- ACTIVITY
Please write out, exactly as they appear, the line containing "positive clicks: (65, 95)" and every line after it to the end of the records, and nothing more.

- RECORDS PROVIDED

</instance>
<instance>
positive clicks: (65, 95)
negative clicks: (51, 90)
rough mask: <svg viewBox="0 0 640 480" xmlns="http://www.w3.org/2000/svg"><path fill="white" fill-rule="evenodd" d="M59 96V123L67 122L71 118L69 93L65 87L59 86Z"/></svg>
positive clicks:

- RESPONSE BOX
positive clicks: (65, 95)
negative clicks: (51, 90)
rough mask: <svg viewBox="0 0 640 480" xmlns="http://www.w3.org/2000/svg"><path fill="white" fill-rule="evenodd" d="M59 96V123L67 122L71 118L69 93L65 87L59 86Z"/></svg>
positive clicks:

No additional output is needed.